Maubeuge, Février 2020 4.38 a.m.
Ne s’agissant pas du titre du dernier opus de Vincent Del., vous vous posez certainement la question que tout le monde pourrait se poser : “mais que peut-il se passer à Maubeuge, en Février, à 4 du’ ?”.
Et bien, nous assistons à un échange entre deux personnes, que nous nommerons George et Paul, par souci d’anonymat.
Si George et Paul sont levés à cette heure-ci, c’est parce qu’ils sont en train de regarder Golden State-Atlanta.
Dès lors, vous vous posez (aussi) certainement la question que tout le monde pourrait se poser : “mais que peut-il se passer entre les Warriors et les Hawks, en 2020 ?”.
Rien.
Précisément rien.
C’est la raison pour laquelle cette situation nous intéresse.
Lorsque l’on est un amateur de la balle orange, cela implique parfois (outre les cernes et l’addiction au café) de subir l’insoutenable morosité de matchs sans intérêt à des heures pas possibles, mais me direz-vous, “quand on aime, on ne compte pas!!!”.
On ne va pas se mentir, on compte quand même un peu. On compte d’ailleurs particulièrement sur un/des amis, pour partager ces moments, et ainsi alimenter moult débats, autour du match mais bien sûr de manière plus holistique. C’est le moment que choisissent Paul et George, pour proférer ces paroles, cette rengaine, cette madeleine de Proust du média basket :
- Paul : “Non mais t’as vu ce stepback ? Sérieux, Young, c’est le nouveau Curry!!!!”
- George : “Arrête, il y a pas de nouveau Curry, par contre Wiggins, depuis qu’il est chez les Warriors, y’a pas des airs de Drexler ?”.
Je vous laisse quelques minutes pour éponger votre brutal saignement de nez, en debriefant ce qu’il vient de se passer.
Nous avons tous été marqués par les Légendes du Game, à des intensités variables, et dans des contextes extrêmement divers. Il est un exercice périlleux et délicat, de tenter de hiérarchiser ces légendes. Vous m’accorderez cependant, que tous, autant que nous sommes, avons cette irrépressible, impérieuse tendance à comparer, attribuer les qualités d’un aîné, aux acteurs principaux de notre sport favori.
Vous noterez également qu’il est, de manière empirique, assez rare de constater une telle propension à chercher des héritiers dans d’autres domaines que le sport. En effet, avez-vous déjà entendu, dans votre cadre professionnel, quelqu’un dire : “Ah non, mais franchement… Théo, c’est le futur Gilbert de la compta’!!!”. Ce serait donc la passion qui pousserait à ce type de comparaison.
Que nous le fassions, nous profanes passionnés, n’a pas franchement de grande conséquence ; en revanche, lorsque la presse, les scouts, les joueurs, adoptent cette tendance… Au travers de cet article, je m’attacherai à vous présenter quelques joueurs pour lesquels, le poids de cet héritage supposé eut des conséquences énormes, sur la suite de leur carrière.

ÉNONCÉ DE L'EXERCICE: Rédigez la suite de l'article sur les basketteurs comparés aux légendes de leur sport, en commençant après sa dernière phrase.

(Enregistrements extraits d'une collection)

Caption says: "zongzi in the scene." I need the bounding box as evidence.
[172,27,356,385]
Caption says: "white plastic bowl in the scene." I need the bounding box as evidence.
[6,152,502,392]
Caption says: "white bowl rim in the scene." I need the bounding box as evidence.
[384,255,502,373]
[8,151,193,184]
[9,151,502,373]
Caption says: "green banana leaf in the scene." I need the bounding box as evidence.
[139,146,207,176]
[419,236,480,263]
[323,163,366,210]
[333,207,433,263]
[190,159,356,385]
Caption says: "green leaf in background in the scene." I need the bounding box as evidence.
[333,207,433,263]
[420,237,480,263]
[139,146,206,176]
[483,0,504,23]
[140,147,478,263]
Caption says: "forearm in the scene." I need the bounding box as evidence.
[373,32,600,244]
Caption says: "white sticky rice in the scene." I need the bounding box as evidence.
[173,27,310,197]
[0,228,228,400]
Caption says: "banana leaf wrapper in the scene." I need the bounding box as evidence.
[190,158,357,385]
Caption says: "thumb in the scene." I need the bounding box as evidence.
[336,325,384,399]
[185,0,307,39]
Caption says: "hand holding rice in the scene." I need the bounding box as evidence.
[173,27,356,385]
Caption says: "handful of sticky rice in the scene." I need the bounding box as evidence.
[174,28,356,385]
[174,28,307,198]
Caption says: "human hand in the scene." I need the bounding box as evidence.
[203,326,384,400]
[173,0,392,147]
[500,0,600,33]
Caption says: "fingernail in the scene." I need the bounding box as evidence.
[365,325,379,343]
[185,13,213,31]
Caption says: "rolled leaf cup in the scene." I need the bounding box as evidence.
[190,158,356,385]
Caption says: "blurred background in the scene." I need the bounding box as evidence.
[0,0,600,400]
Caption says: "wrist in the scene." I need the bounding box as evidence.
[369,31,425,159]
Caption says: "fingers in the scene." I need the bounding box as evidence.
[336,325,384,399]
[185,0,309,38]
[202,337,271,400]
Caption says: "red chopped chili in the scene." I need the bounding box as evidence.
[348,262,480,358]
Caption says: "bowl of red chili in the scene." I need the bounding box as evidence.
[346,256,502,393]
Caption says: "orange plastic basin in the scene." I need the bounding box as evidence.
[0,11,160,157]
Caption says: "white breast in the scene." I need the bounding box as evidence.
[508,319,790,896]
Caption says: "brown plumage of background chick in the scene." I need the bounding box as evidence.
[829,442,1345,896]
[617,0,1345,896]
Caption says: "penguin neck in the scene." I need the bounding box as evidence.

RÉSULTAT FINAL:
Le propos de cet article sera donc, sur le modèle des All-NBA Teams, de proposer (par définition de manière subjective) un starting-five des joueurs pour lesquels la hype a été haute, jusqu’à être comparés à de grands joueurs, sans pour autant parvenir à franchir réellement le pas. Entendons nous bien : il ne s’agit pas d’établir un classement des pires busts de l’Histoire du basket, mais uniquement ceux dont le profil a été, de manière récurrente, comparé à d’anciennes stars de NBA (ndlr: autre précision, ces nominations pour la All-Failed Legacy Team sont aussi subjectives que des votes pour Trae Young en tant que starter d’un All Star Game).
ALL NBA FAILED LEGACY FIRST TEAM :
Niveau scouting, tu peux pas test!!!!
P.G : Jimmer Fredette
(né le 25 Février 1989). 1.88m/88kg
– Drafté en 10ème position en 2011 à sa sortie de BYU par les Milwaukee Bucks, traded aux Sacramento Kings.
– 241 matchs NBA entre 2011 et 2019 (Kings, Bulls, Pelicans, Knicks, Suns) : 13,3 min/match, 6pts à 40,9% au shoot, 37,2% à 3pts, 1,4asts,
– 2 saisons en CBA (Ligue chinoise) entre 2016 et 2018 pour les Shangaï Sharks : 82 matchs, 40,8min/match, 37,2pts à 41% au shoot, 40,5% à 3pts, 7,5rbds, 4,8asts,
– Cette saison : 24 matchs (au 22 Février) pour le Panathinaïkos en Euroleague, 22min/match, 13,7pts à 53% à 2pts et 43,4% à 3pts, 2,3rbds, 1,9pds.
Le leader offensif, le meneur de jeu, le joueur étant supposé être l’organisateur de ce Cinq de Rêve (brisé) fut comparé, dans les mois précédents la Draft 2011 à des références du jeu NBA :Steve Nash, Deron Williams et Stephen Curry.
La comparaison, avec le recul, est assez difficile. Comprenez bien, les stats brutes ne sont pas déshonorantes, même pour un joueur drafté en loterie. Ce qui heurte le plus chez Fredette, est le fossé abyssal entre les attentes, l’enthousiasme, et la production, associée à l’attitude du joueur. En 2010-11, pour son année de Senior College, Fredette est élu NWC Player of the Year, il est meilleur scoreur de la NCAA à 28,9pts/match. Il apparaîtra rapidement qu’il n’avait ni les aptitudes physiques, ni la dimension psychologique requises pour tenir le rythme de la NBA.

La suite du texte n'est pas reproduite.